- [Instrucciones a seguir]: ¿Cómo resumirías en dos oraciones la entrevista a Yanina Welp sobre el consenso en la Argentina?

- [Texto del documento]:

====

En 2011, Andrés Malamud y Flavia Freidenberg publicaron un trabajo titulado “La diáspora rioplatense: presencia e impacto de los politólogos argentinos, brasileños y uruguayos en el exterior”. Allí buscaban explicar por qué, comparativamente, hay más politólogos argentinos que viven fuera del país, muchos con posiciones relevantes en instituciones y congresos.
Uno de los casos que alimentan esa diáspora es Yanina Welp. Politóloga de la UBA y doctora por la Universidad Pompeu Fabra (Barcelona), es investigadora del Albert Hirschman Centre on Democracy de Zúrich y una de las fundadoras de la Red de Politólogas. En diálogo con Forbes, analiza la calidad democrática del país y alerta sobre el surgimiento de “proyectos peligrosos” que también se dan en el exterior.
Está en agenda el tema del consenso en la Argentina. ¿Es algo deseable? ¿Qué problemas puede tener?
El tema del consenso, no solo en Argentina, está en agenda. Pero está mal encarado. En el mundo democrático en general se apela mucho al consenso como un eslogan vacío. La idea del consenso implica ceder, y lo que vemos es que hay una idea de “consensuemos” acompañada de una descalificación de las ideas del otro. Si yo pienso que tus ideas no valen nada, no voy a ceder nada. Entonces se vuelve una apelación vacía y poco útil. Es mejor la idea de negociar.
¿Consenso implica unanimidad?
Política, democracia y pluralismo parten de asumir que no hay unanimidad. Podemos mirar alrededor: la idea de la unanimidad no se sostiene ni en nuestras prácticas cotidianas. ¿Por qué suponer que se pueda dar en lo público? A lo que sí deberíamos aspirar es a acordar sobre cuestiones mínimas. Ahí hay un poco de riesgo en la Argentina actual. Por ejemplo, Argentina está en contra de la pena de muerte, es uno de nuestros valores, estamos de acuerdo. En muchas otras cosas no estamos de acuerdo. Deberíamos estar de acuerdo en un núcleo duro y reducido de cuestiones y el resto debería ser negociable.
¿En qué otras cuestiones sí hay acuerdo en la Argentina?

====

- [Contenido del conjunto]:
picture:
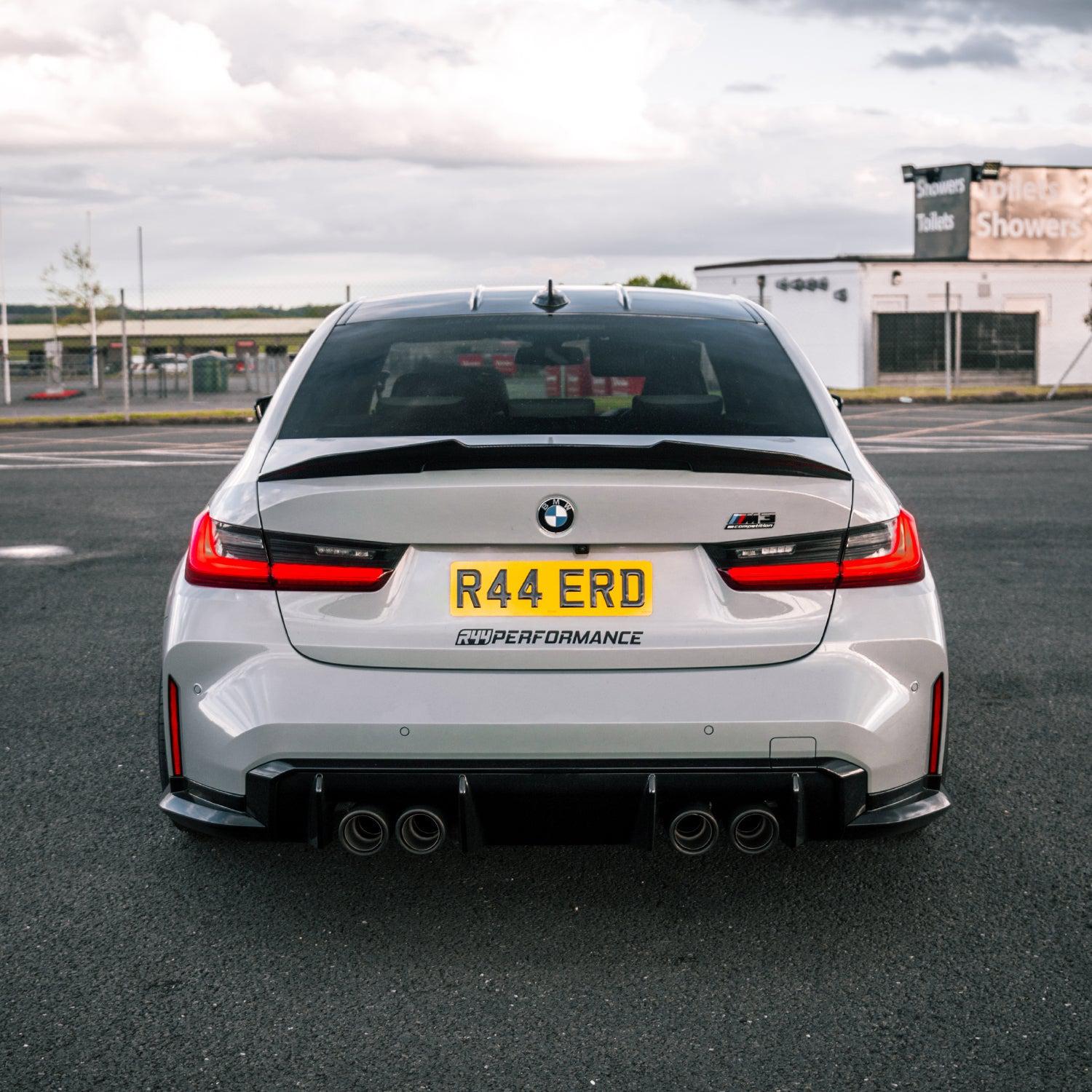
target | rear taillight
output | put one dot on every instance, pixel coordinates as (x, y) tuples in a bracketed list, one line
[(888, 556), (176, 727), (223, 556), (886, 553), (226, 556), (936, 724)]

====

- [Solución del problema]: Yanina Welp, politóloga argentina que vive fuera del país e investiga en el Albert Hirschman Centre on Democracy de Zúrich, sostiene que el consenso se invoca como un eslogan vacío, porque quienes lo reclaman descalifican al mismo tiempo las ideas del otro, y que es mejor la idea de negociar. Para ella, la política democrática parte de asumir que no hay unanimidad, y lo deseable es acordar un núcleo duro y reducido de cuestiones, como el rechazo a la pena de muerte, y dejar el resto abierto a la negociación.